**GOAL OF THE EXERCISE**
Copy each of the records below line for line, keeping every character unchanged.

[START DATA TO USE]

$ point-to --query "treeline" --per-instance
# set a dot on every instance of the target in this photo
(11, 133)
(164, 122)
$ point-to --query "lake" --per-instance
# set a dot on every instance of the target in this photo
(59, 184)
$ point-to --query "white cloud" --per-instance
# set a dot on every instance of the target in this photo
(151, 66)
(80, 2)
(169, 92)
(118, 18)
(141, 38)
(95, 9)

[END DATA TO USE]

**FULL RESPONSE**
$ point-to --query "treeline" --per-instance
# set a dot on every instance of the target in this photo
(11, 133)
(164, 122)
$ point-to --query "lake" --per-instance
# set a dot on every instance of the target in this photo
(59, 184)
$ point-to --query "white cloud" --per-instance
# set a dot on every instance of the target in this photo
(151, 66)
(80, 2)
(169, 92)
(118, 18)
(141, 38)
(95, 9)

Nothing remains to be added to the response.